Repeat each entry in full, exactly.

(Stored records)
------------------------------

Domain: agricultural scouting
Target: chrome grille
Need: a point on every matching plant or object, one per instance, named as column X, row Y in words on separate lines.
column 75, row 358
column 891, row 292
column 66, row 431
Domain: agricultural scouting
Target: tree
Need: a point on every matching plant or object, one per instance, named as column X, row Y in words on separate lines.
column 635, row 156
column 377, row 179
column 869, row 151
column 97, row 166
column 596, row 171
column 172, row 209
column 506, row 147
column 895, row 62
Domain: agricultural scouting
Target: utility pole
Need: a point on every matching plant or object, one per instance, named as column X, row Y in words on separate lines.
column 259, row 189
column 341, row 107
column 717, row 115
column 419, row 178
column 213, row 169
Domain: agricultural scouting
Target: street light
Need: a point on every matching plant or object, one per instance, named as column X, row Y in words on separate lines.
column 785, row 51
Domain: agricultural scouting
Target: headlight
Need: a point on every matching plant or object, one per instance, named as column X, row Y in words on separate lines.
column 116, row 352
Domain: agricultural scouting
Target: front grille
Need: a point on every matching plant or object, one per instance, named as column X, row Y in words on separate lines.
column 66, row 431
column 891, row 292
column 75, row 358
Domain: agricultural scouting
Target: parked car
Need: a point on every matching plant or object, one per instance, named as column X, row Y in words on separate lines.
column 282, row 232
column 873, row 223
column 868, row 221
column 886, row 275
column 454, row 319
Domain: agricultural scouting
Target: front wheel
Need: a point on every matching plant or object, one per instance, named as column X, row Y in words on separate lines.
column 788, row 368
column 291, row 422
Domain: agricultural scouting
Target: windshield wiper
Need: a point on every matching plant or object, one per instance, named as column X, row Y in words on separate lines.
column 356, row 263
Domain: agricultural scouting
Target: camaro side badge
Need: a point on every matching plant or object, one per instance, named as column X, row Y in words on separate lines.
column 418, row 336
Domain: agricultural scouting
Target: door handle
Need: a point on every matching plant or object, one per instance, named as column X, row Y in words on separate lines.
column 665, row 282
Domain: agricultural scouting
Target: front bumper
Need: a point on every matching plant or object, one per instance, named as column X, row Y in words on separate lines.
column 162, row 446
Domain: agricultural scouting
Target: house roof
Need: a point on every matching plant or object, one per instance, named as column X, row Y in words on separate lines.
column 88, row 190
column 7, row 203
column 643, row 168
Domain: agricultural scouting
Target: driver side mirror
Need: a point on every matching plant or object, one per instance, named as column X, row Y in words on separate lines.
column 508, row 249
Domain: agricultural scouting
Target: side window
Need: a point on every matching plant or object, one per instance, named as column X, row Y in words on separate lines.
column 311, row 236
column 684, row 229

------------------------------

• COMPLETED TASK:
Domain: agricultural scouting
Target: chrome grille
Need: a point on every matching plant or object, one per instance, named as column X, row Y in words on separate lines.
column 75, row 358
column 891, row 292
column 66, row 431
Domain: agricultural scouting
Target: tree
Need: a point on every matching plant or object, one per instance, named as column X, row Y in words on separate lines.
column 635, row 156
column 377, row 179
column 869, row 151
column 97, row 166
column 596, row 171
column 172, row 209
column 506, row 147
column 895, row 62
Domain: agricultural scouting
Target: utility pole
Need: a point on every matching plant or object, one per instance, named as column X, row Y in words on separate lines.
column 259, row 189
column 341, row 107
column 717, row 115
column 419, row 178
column 213, row 169
Domain: agricultural scouting
Target: street light
Need: a point on every matching plant or object, one per instance, named as column X, row Y in words on separate lines.
column 785, row 51
Domain: agricultural scouting
Target: headlight
Need: a point on every matching plant or object, one per instance, named as column X, row Y in words on separate lines.
column 116, row 352
Domain: agricultural scouting
Target: front grille
Need: a point on every matching plant or object, one per instance, named as column X, row Y in words on separate lines.
column 66, row 431
column 891, row 292
column 75, row 358
Domain: agricultural scouting
Target: parked car
Need: a point on every matching plant or object, one per instance, named as column X, row Y in words on separate lines.
column 282, row 232
column 873, row 223
column 868, row 221
column 886, row 275
column 454, row 319
Domain: agricultural scouting
Target: front wheel
Need: a point on every matching plant or object, one per instance, named as column X, row Y in words on separate lines.
column 788, row 368
column 291, row 422
Domain: agricultural scouting
Target: windshield wiper
Need: a point on every matching plant or object, one per instance, named as column X, row Y in words on separate lines.
column 356, row 263
Domain: agricultural scouting
Target: camaro side badge
Need: a point on every matching plant or object, one per instance, named as column X, row Y in words on separate lines.
column 418, row 336
Domain: agricultural scouting
Target: door handle
Need: a point on every matching plant or object, one per instance, named as column X, row Y in words on separate lines.
column 665, row 282
Domain: agricultural scouting
Target: front bumper
Need: a point on every matching plant or object, one per instance, named as column X, row Y in words on separate lines.
column 162, row 446
Domain: agricultural scouting
Target: house roof
Need: a point on every matching plant or object, one per instance, named as column X, row Y in words on separate lines.
column 88, row 190
column 7, row 203
column 643, row 168
Domain: agricultural scouting
Target: driver side mirror
Need: a point on every matching plant or object, one per instance, named as column X, row Y in words on separate lines.
column 508, row 249
Domain: agricultural scouting
Target: side window
Need: a point on every matching plant or object, one per instance, named as column X, row Y in words on separate lines.
column 311, row 236
column 684, row 229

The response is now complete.